### [Description of the task]
Count the lines in the data below that contain the word "collar", and reply with that number alone.
----- Given entries -----
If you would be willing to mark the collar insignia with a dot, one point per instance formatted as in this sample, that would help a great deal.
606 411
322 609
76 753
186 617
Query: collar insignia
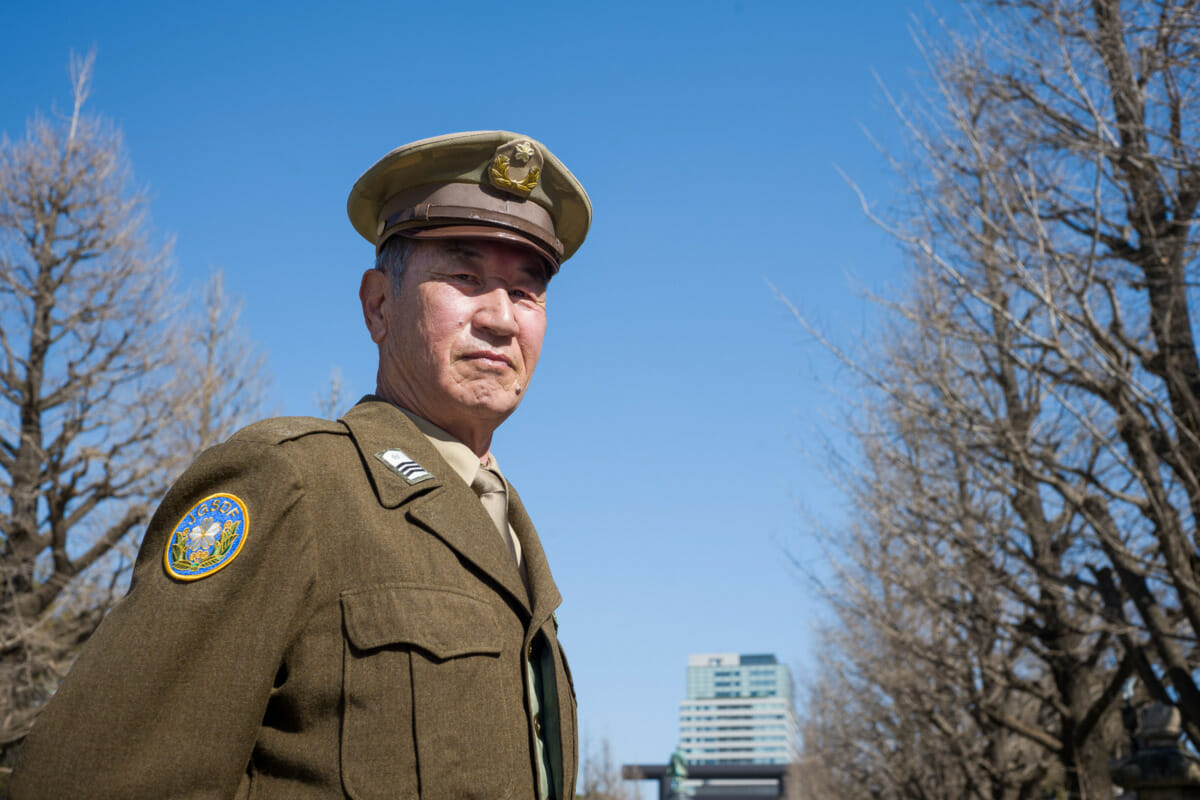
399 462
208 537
-----
----- Given entries -----
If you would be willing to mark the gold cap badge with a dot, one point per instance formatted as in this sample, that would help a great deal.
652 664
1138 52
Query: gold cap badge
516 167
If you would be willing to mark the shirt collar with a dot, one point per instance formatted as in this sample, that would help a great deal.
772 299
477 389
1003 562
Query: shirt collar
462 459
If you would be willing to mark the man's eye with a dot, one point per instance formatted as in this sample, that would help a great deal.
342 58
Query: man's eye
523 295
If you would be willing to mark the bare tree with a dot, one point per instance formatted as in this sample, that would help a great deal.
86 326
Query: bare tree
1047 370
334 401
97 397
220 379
-----
----- Given entries -----
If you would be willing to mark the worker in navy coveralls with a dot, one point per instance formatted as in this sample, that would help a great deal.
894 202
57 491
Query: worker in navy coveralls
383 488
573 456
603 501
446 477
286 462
-----
### [Complete output]
4